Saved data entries
|---|

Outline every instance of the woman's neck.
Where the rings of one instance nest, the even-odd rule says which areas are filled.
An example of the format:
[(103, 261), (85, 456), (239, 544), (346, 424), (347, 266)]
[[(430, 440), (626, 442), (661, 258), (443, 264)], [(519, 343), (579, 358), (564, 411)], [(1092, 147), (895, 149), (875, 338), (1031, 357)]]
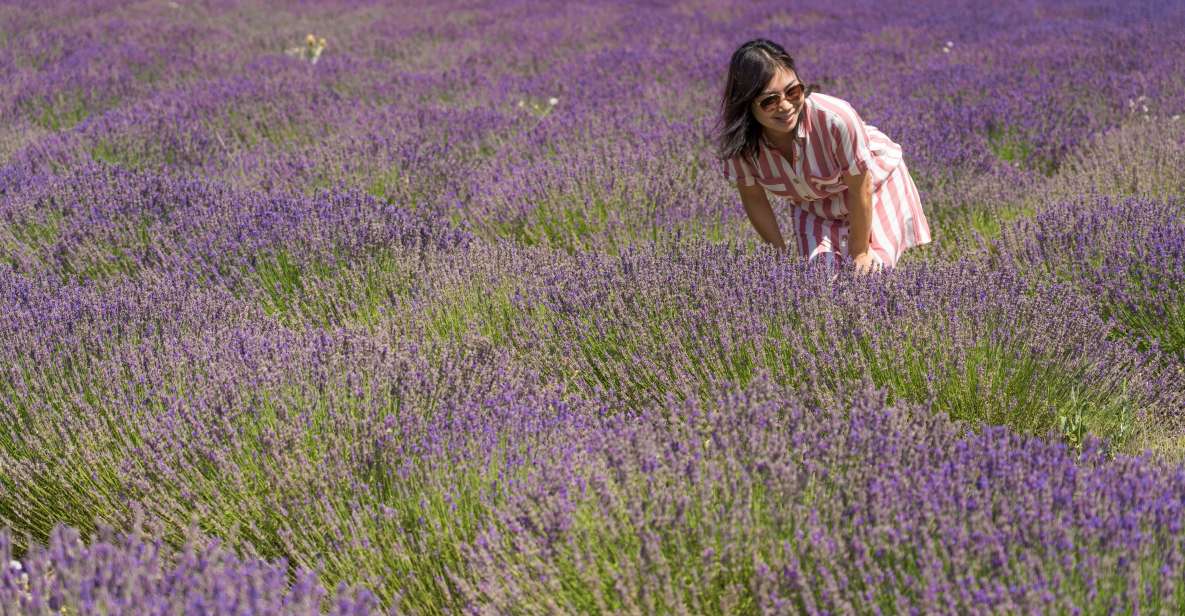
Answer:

|---|

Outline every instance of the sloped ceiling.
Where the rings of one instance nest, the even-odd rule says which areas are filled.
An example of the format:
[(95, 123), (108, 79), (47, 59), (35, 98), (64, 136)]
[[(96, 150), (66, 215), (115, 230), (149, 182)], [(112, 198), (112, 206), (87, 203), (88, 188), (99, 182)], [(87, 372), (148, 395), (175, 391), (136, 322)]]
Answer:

|---|

Activity: Search the records for the string "Outline" and, wherever a line contains it, please copy that line.

Task solution:
Outline every instance of the woman's neck.
Outline every instance of the sloped ceiling.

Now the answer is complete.